** PROBLEM SET **
a: According to the extract on fixed budget bandit identification, what value does the fixed confidence analogue of the difficulty ratio take for TnS?
b: Carry on the extract on fixed budget bandit identification, starting after its final sentence.

** EXTRACT TO READ **

** Start **

On the Existence of a Complexity in Fixed Budget Bandit Identification

4 The range of the difficulty ratio

In asymptotic fixed confidence, the complexity of \(\delta \)-correct algorithm is given by the oracle difficulty of static proportions. There is an optimal sampling allocation at each \(\mu \in \mathcal D\), and the best any adaptive algorithm can do is match the performance of that allocation. The fixed confidence analogue of the difficulty ratio would be greater than \(1\) for any \(\delta \)-correct algorithm, and exactly \(1\) for TnS. We hence focus on the ratio of fixed budget algorithm families to the oracle difficulty of the class of static proportions algorithms, \(H_{\mathcal C^{sp}}(\mu ) = \left( \max _{\omega \in \triangle _k} \inf _{\lambda \in \mathrm{Alt}(\mu )} \sum _{k=1}^K \omega _k \mathrm{KL}(\lambda _k, \mu _k) \right)^{-1}\). In a general fixed budget identification task \((\mathcal D, \mathcal I, i^\star )\), two related questions remain open:

  • Do fixed proportions indeed always define oracle algorithms, or could there exist an adaptive algorithm with a better rate everywhere? In technical terms, can we have the inequality \(\inf _{\mathcal A \in \mathcal C_\infty } \sup _{\lambda \in \mathcal D} R_{H_{\mathcal C^{sp}},\infty }(\mathcal A, \lambda ) {\lt} 1\) ? [ ODGP21 ] exhibit a setting close to fixed budget identification in which an adaptive algorithm can indeed beat any static proportions algorithm. However, their objective does not fit into our fixed budget identification framework and their example uses families of distributions in which the KL can be infinite.

** End **

** DATA SEGMENT **
** Start **

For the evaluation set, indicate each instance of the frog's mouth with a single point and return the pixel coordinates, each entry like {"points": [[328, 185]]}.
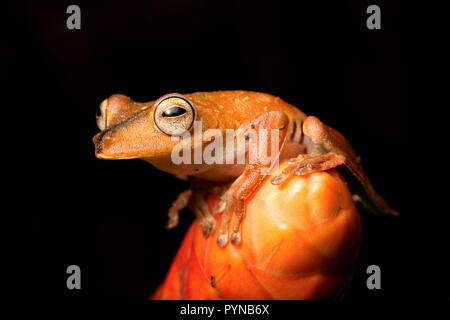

** End **

** ANSWERS TO THE EXERCISE **
a: Exactly 1.

b:
  • For Bernoulli BAI, a lower bound of [ CL16 ] and the upper bound on the Successive Rejects algorithm of [ ABM10 ] together show that for \(H_1\) the sum of inverse squared gaps, the value \(\inf _{\mathcal A \in \mathcal C_\infty } \sup _{\lambda \in \mathcal D} R_{H_1,\infty }(\mathcal A, \lambda )\) is of order \(\log K\), strictly greater than 1 for \(K\) large enough. Do we have the same bound for \(\mathcal H_{\mathcal C^{sp}}\) and are there problems on which the difficulty ratio can be much larger than \(\log K\)?

We study the possible values for the smallest maximal difficulty ratio over all algorithm: we prove upper and lower bounds on \(\inf _{\mathcal A \in \mathcal C_\infty } \sup _{\lambda \in \mathcal D} R_{H_{\mathcal C^{sp}},\infty }(\mathcal A, \lambda ) \) when we vary the task \((\mathcal D, \mathcal I, i^\star )\).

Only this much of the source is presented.